EXTRACT =
┏━━

The current Horizon deploy is already W. So that leaves the cloudservices, cloudcontrol, cloudnet, and cloudvirt nodes to upgrade.
[] update IRC topic
[] downtime everything in icinga through 14:00CDT
aborrero@cumin1001:~ $ sudo cookbook sre.hosts.downtime -r "upgrading openstack" --min 120 lab*
aborrero@cumin1001:~ $ sudo cookbook sre.hosts.downtime -r "upgrading openstack" --min 120 cloud*
Start with cloudservices100[34].wikimedia.org (T304880).
[] downtime Horizon with https://gerrit.wikimedia.org/r/c/operations/puppet/+/682948
[] start an ssh session with a running VM so that you notice if/when the network goes down
[] disable puppet on all cloud* hosts
$ sudo cumin 'cloud*' "disable-puppet 'Upgrading to openstack Wallaby - T281275 - ${USER}'"

┗━━

REQUIRED TASK 1 =
Answer these questions from the upgrade checklist, one line each:
(a) Which nodes are left to upgrade?
(b) Through what time should everything in icinga be downtimed?
(c) Why should an ssh session be started with a running VM?
REQUIRED TASK 2 =
For each statement, say whether the upgrade checklist supports it, and quote the words that decide it:
(a) The current Horizon deploy still has to be upgraded to W.
(b) The downtime commands set a duration of 120 minutes.
(c) Puppet is to be disabled only on the cloudservices hosts.

ENTRIES PROVIDED =

┏━━

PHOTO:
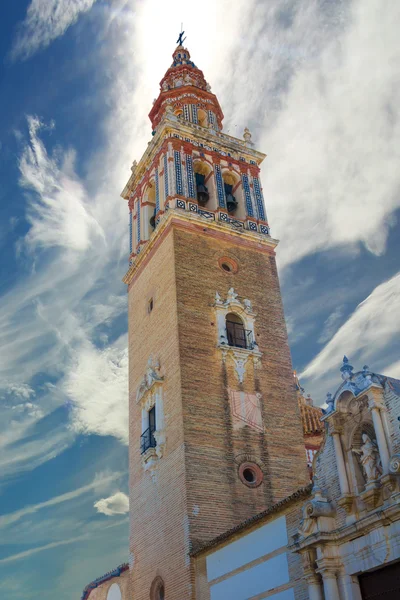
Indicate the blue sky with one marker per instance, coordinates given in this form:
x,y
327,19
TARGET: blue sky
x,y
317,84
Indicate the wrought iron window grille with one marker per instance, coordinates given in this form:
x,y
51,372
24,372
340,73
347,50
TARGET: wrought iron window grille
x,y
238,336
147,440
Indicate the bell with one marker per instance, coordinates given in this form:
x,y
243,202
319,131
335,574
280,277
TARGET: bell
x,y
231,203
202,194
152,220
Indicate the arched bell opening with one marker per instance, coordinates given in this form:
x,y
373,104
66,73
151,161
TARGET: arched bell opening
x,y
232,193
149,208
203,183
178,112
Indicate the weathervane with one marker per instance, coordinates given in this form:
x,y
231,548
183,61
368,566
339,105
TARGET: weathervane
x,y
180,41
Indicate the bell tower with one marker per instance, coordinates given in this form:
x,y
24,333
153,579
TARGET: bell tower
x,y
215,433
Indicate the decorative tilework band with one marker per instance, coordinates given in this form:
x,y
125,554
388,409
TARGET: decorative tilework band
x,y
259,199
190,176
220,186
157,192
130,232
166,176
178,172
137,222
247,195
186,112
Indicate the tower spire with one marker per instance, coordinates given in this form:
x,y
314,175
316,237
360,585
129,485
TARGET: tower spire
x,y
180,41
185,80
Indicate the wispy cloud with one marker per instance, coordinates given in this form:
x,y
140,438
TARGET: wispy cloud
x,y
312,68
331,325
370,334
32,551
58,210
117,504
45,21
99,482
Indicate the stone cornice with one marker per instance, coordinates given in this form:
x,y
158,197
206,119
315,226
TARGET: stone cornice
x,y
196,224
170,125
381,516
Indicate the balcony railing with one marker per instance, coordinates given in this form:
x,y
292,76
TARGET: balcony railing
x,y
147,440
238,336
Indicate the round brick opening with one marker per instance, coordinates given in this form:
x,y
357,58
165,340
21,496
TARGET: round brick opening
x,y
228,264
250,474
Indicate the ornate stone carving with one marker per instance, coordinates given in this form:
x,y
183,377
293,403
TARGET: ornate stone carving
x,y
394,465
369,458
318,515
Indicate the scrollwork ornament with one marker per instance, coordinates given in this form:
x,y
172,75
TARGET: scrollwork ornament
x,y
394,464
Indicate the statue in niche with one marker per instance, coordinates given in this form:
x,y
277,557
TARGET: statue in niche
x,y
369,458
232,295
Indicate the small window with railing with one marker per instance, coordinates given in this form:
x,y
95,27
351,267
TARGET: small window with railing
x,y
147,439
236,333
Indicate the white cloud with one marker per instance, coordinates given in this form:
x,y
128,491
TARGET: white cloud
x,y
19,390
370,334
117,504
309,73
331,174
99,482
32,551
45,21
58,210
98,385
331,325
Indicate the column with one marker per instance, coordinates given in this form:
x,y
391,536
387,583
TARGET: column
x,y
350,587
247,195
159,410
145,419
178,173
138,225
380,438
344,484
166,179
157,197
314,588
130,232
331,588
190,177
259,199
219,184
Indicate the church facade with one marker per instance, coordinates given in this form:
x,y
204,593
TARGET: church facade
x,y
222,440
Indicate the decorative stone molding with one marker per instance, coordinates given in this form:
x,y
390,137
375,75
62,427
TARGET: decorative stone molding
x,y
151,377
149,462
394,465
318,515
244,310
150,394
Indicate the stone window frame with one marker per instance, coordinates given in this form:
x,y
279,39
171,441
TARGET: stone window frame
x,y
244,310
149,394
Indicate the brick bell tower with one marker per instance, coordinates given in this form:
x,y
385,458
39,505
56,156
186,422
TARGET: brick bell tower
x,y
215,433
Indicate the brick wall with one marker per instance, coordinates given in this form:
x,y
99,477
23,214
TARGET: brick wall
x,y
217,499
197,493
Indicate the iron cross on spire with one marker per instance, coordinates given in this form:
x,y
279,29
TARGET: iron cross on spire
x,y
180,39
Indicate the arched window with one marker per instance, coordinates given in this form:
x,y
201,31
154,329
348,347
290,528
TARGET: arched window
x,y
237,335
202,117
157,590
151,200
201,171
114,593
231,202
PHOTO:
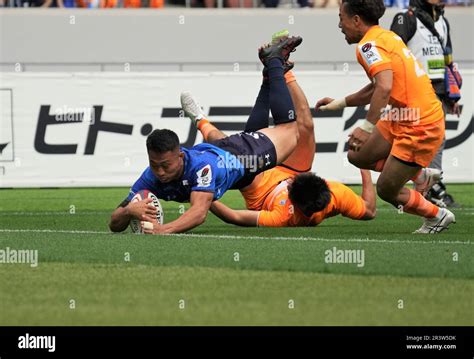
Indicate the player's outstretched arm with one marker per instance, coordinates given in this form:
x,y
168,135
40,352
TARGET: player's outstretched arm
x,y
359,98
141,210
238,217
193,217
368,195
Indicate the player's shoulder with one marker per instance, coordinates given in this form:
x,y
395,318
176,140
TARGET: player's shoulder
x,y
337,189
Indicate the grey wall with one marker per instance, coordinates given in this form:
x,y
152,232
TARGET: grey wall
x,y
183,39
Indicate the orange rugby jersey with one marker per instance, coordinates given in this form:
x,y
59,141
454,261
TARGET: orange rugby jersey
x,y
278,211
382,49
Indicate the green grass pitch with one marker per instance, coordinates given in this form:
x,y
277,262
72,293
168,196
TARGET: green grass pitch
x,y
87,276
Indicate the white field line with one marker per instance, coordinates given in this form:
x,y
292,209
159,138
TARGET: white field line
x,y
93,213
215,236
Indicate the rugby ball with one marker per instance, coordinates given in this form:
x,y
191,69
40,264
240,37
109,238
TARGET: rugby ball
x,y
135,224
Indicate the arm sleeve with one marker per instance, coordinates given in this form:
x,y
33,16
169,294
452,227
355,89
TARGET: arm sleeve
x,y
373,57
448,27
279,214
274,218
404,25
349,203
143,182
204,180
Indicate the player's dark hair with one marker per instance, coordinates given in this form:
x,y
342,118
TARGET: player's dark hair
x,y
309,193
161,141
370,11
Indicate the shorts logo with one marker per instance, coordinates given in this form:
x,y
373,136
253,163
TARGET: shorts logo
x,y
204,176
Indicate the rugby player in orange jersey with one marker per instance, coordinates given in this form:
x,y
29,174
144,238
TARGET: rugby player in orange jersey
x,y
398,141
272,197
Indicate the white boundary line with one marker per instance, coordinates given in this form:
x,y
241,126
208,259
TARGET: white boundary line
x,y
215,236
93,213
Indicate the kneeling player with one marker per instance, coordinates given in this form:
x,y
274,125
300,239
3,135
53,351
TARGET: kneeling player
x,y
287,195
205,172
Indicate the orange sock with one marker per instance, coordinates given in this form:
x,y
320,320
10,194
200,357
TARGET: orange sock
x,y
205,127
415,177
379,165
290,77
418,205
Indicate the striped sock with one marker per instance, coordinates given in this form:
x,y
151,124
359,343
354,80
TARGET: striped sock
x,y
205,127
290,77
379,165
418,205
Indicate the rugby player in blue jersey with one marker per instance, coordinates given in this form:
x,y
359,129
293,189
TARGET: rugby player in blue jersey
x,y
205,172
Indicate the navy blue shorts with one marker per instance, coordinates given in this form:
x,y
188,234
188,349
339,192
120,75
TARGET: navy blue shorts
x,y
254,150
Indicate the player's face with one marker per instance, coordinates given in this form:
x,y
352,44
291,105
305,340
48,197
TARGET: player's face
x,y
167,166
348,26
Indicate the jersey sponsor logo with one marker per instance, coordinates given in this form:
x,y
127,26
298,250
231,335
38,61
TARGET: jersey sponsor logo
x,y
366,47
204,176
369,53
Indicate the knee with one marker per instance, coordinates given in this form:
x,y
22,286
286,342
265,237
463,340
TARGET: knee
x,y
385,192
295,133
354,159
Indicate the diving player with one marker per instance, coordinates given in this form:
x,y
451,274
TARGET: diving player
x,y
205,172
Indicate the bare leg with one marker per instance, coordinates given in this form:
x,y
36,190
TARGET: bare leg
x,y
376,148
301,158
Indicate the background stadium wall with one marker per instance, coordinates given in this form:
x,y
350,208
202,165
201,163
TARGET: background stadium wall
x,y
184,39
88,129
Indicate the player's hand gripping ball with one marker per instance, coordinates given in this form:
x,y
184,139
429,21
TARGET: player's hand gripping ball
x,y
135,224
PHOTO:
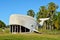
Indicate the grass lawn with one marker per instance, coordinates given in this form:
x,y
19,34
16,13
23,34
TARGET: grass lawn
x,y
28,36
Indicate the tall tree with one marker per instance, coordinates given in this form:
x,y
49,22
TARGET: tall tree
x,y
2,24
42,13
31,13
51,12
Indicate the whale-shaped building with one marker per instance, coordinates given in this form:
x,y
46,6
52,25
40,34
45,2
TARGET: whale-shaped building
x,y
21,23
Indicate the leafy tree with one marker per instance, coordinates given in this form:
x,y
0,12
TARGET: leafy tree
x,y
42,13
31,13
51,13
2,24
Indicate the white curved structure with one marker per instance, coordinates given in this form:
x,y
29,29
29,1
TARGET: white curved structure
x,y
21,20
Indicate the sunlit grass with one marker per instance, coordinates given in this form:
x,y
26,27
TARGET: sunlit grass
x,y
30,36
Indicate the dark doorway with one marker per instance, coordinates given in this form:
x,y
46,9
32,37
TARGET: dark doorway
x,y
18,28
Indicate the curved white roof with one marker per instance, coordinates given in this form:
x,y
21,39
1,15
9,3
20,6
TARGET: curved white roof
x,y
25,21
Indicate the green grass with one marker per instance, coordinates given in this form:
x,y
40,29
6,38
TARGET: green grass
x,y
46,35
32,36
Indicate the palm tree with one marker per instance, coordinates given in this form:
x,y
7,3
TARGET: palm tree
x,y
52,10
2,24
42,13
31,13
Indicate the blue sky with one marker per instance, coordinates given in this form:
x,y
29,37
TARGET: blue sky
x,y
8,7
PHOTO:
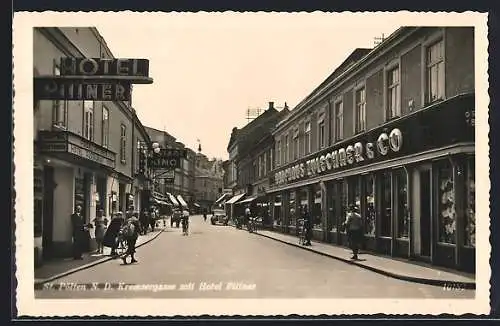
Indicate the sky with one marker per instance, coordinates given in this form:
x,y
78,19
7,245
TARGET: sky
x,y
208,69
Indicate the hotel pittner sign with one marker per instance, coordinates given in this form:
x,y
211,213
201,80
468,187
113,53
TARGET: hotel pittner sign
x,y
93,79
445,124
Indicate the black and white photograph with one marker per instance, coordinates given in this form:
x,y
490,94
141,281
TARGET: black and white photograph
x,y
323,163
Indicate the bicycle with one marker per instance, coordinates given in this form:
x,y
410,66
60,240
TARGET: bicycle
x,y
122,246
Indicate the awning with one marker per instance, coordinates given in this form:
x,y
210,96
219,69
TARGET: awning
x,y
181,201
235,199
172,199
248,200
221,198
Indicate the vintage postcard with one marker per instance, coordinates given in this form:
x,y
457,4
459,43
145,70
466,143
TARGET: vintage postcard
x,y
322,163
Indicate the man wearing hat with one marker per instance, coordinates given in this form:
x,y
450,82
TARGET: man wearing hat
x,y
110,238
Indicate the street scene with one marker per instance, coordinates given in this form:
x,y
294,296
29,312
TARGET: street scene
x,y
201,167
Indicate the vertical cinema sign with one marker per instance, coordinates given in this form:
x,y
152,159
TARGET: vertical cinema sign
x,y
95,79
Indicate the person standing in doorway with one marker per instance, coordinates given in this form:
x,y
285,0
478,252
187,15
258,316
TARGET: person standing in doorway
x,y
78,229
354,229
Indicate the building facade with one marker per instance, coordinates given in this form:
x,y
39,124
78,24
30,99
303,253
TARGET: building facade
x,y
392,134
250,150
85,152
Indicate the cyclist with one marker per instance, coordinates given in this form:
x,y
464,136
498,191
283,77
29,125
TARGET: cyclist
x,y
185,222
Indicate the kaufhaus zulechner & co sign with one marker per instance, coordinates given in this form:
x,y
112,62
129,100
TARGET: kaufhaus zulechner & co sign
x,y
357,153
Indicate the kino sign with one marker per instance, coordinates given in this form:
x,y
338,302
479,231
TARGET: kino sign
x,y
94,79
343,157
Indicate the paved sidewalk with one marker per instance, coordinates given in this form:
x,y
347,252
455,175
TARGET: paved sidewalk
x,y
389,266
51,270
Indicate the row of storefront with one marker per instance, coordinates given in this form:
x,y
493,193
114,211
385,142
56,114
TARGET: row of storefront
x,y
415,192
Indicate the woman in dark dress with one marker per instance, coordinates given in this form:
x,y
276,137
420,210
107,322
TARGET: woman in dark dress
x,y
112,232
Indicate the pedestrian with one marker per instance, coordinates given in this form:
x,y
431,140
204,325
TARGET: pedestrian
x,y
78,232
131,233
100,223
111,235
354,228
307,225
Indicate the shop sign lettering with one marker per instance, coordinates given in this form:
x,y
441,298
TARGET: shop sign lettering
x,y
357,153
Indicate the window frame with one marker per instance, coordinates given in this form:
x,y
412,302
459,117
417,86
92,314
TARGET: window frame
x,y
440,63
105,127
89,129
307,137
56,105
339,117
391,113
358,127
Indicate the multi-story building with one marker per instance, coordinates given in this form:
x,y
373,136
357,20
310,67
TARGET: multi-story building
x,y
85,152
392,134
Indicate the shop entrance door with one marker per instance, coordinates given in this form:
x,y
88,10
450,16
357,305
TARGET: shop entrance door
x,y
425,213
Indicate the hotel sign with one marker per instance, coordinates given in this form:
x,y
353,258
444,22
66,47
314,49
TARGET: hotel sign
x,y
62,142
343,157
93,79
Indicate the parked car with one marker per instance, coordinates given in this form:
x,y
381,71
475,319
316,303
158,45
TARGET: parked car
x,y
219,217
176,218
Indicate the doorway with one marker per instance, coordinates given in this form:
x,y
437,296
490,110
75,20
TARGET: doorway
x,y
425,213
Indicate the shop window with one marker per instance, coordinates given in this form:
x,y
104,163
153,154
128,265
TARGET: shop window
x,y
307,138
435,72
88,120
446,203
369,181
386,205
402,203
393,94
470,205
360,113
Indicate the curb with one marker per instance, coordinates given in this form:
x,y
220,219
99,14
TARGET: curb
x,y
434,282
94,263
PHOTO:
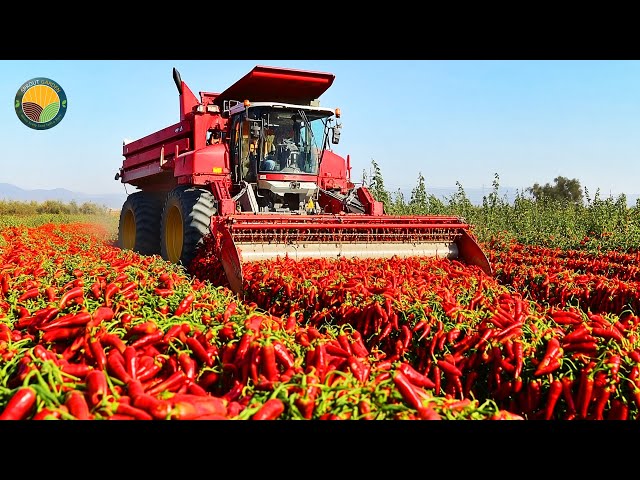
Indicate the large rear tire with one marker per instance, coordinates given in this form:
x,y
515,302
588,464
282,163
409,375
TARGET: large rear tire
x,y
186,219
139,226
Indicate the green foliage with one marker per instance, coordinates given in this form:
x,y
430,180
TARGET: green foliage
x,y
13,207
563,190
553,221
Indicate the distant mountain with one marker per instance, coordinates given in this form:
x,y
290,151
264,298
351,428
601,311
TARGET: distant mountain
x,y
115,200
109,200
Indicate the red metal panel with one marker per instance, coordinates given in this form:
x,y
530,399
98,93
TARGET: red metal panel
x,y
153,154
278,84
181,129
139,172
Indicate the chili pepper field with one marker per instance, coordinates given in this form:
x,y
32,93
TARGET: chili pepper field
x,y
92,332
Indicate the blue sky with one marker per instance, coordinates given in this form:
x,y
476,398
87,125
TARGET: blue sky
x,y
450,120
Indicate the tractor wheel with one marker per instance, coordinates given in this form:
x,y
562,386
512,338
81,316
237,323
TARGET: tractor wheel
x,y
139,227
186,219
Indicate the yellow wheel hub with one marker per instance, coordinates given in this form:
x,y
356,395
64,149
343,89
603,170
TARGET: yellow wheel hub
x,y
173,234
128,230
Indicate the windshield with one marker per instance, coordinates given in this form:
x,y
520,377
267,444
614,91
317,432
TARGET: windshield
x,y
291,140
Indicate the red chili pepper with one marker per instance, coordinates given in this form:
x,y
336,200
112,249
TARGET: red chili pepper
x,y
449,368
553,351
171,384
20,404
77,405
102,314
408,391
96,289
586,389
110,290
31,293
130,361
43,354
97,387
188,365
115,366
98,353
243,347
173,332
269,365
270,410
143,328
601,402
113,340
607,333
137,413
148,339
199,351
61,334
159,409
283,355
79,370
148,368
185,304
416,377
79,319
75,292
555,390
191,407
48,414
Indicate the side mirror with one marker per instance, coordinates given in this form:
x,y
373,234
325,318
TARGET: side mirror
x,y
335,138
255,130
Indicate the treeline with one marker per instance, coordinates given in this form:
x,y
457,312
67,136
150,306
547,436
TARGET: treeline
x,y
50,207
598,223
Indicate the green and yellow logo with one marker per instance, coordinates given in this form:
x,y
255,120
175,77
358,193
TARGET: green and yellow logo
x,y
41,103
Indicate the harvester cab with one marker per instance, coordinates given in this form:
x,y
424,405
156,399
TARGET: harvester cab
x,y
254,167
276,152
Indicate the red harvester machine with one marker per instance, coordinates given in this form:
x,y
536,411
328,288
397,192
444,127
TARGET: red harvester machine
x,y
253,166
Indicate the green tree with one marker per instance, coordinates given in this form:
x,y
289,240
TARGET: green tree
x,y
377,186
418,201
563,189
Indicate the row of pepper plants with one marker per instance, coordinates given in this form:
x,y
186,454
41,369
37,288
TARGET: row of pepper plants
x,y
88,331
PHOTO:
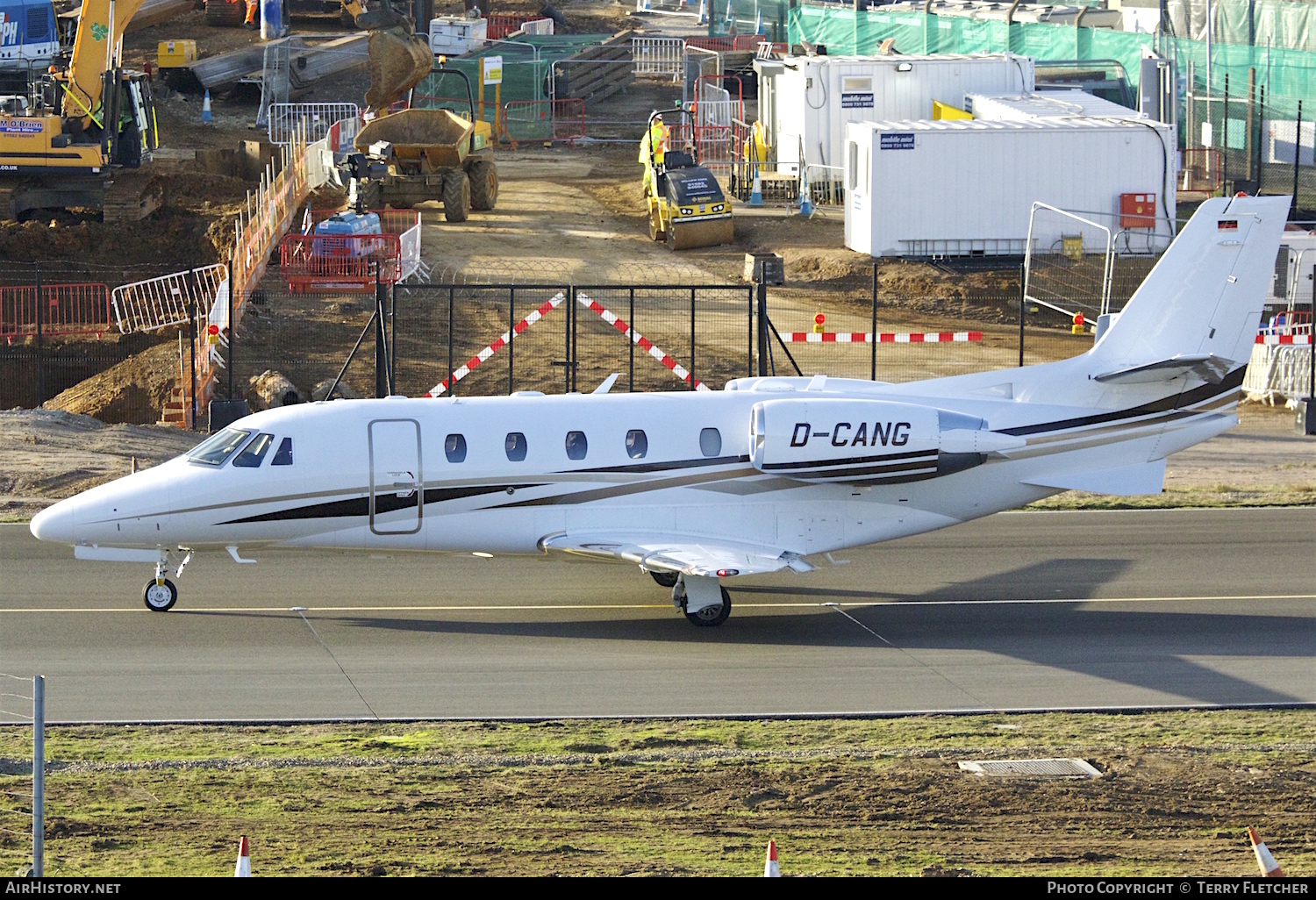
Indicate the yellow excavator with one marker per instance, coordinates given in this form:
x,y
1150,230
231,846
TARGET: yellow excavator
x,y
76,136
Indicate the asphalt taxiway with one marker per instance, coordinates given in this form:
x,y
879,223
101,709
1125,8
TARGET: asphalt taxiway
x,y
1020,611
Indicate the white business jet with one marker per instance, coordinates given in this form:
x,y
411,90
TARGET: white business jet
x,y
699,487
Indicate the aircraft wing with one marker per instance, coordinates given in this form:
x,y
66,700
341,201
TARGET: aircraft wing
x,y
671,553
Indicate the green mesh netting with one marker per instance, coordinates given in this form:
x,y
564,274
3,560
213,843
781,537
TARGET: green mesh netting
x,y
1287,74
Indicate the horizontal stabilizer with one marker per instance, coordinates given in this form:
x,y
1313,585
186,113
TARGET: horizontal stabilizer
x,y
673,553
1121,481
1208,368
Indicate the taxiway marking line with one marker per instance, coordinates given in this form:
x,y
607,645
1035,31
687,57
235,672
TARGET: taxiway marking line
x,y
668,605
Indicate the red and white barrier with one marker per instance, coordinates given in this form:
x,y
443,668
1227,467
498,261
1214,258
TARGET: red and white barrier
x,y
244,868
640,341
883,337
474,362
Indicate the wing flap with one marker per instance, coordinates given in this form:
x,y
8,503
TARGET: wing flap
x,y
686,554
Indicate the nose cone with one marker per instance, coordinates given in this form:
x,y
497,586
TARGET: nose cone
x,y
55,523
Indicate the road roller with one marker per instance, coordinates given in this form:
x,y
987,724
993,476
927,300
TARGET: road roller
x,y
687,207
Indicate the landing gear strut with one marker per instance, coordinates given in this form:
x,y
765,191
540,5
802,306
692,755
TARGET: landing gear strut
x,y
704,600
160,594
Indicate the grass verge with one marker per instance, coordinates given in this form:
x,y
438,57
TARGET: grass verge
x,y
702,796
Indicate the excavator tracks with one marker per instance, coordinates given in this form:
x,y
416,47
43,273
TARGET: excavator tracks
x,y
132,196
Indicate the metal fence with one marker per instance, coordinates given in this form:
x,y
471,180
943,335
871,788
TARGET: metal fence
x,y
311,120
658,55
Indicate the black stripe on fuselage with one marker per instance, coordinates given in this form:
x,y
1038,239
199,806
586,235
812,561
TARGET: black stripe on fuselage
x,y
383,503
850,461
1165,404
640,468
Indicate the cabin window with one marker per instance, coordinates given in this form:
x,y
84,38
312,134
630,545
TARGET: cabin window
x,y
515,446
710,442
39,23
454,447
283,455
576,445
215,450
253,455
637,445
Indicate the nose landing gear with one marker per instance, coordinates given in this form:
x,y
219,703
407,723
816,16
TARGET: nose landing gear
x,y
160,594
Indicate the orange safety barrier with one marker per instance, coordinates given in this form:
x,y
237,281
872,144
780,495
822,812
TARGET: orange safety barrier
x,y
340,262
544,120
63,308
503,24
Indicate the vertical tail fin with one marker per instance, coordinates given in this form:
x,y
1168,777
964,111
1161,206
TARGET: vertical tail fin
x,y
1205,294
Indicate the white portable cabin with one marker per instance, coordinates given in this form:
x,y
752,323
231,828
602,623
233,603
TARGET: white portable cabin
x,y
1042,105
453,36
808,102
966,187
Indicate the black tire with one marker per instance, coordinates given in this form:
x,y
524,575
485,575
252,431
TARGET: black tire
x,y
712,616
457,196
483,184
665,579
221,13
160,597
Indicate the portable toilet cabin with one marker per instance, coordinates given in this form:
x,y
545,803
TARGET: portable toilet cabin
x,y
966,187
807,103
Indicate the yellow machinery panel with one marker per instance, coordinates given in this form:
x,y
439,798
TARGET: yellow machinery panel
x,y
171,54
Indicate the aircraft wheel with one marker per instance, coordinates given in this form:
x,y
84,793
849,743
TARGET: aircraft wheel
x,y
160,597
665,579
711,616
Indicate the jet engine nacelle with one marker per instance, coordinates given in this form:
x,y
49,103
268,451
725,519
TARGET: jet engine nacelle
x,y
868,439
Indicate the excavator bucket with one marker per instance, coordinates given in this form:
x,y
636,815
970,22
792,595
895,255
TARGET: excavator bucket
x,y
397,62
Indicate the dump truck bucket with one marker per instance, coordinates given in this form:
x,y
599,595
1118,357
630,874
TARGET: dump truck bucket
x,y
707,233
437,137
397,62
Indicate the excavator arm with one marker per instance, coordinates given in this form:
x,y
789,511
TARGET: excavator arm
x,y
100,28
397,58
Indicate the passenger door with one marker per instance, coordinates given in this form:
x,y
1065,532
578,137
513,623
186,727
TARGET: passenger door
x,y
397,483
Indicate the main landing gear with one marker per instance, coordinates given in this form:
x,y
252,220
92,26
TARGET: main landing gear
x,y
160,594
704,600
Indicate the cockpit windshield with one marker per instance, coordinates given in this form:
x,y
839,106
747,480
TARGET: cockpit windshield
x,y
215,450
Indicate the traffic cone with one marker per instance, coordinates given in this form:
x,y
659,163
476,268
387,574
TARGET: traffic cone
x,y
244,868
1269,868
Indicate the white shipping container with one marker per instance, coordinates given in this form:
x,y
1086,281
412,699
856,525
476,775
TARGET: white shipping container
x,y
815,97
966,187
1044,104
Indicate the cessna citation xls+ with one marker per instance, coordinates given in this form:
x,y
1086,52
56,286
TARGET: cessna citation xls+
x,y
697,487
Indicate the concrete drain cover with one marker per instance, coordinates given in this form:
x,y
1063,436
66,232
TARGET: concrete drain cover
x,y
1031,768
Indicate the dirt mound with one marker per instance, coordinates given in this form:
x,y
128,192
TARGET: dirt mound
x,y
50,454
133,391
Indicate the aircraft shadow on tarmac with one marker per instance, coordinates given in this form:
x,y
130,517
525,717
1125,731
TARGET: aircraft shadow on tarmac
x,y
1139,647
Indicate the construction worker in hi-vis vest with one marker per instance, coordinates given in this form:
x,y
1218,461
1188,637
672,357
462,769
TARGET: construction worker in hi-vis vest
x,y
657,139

┗━━

TASK OUTPUT 1 =
(a) The cloudservices, cloudcontrol, cloudnet, and cloudvirt nodes.
(b) Through 14:00CDT.
(c) So that you notice if/when the network goes down.

TASK OUTPUT 2 =
(a) No: "The current Horizon deploy is already W."
(b) Yes: "--min 120"
(c) No: "disable puppet on all cloud* hosts"